Условие задания: Перепишите весь листинг ниже дословно, строка за строкой. Изображения в ответ не включайте.

Исходный листинг:
┌──

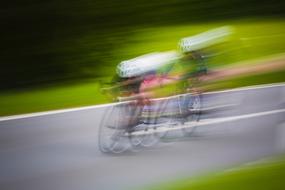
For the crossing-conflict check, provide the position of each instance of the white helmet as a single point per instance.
(205, 39)
(145, 63)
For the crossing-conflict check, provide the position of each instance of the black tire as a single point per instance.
(112, 136)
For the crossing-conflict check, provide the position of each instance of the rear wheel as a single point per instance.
(113, 136)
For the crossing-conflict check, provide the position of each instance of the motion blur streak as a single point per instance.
(60, 151)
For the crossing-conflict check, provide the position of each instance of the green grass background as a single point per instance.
(262, 176)
(252, 39)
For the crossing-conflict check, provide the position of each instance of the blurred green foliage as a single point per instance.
(57, 40)
(262, 176)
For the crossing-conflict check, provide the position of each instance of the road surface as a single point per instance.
(60, 150)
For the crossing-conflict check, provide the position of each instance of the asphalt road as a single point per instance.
(59, 151)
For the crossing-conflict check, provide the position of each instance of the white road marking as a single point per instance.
(22, 116)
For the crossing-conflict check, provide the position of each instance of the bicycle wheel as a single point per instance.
(113, 129)
(194, 108)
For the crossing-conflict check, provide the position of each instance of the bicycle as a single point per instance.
(118, 129)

└──

Ожидаемый ответ:
For the crossing-conflict check, provide the position of each instance of the white helmet as a single point per instance.
(205, 39)
(145, 63)
For the crossing-conflict check, provide the position of each instance of the black tire as a single point per instance.
(112, 136)
For the crossing-conflict check, provide the position of each instance of the rear wheel as a single point per instance.
(113, 136)
For the crossing-conflict check, provide the position of each instance of the motion blur streak as a single point per instance.
(60, 151)
For the crossing-conflict check, provide the position of each instance of the green grass background as a single point per instance.
(262, 176)
(252, 39)
For the crossing-conflict check, provide the position of each instance of the blurred green foliage as a single point per instance.
(57, 40)
(262, 176)
For the crossing-conflict check, provide the position of each instance of the road surface as a single point per instance.
(60, 150)
For the crossing-conflict check, provide the position of each instance of the asphalt road as a single point per instance.
(59, 151)
For the crossing-conflict check, provide the position of each instance of the white road marking as a single point per instance.
(22, 116)
For the crossing-conflict check, provide the position of each instance of the bicycle wheel as a single point per instance.
(113, 129)
(194, 108)
For the crossing-conflict check, provide the position of each instance of the bicycle as a single point per instance.
(118, 129)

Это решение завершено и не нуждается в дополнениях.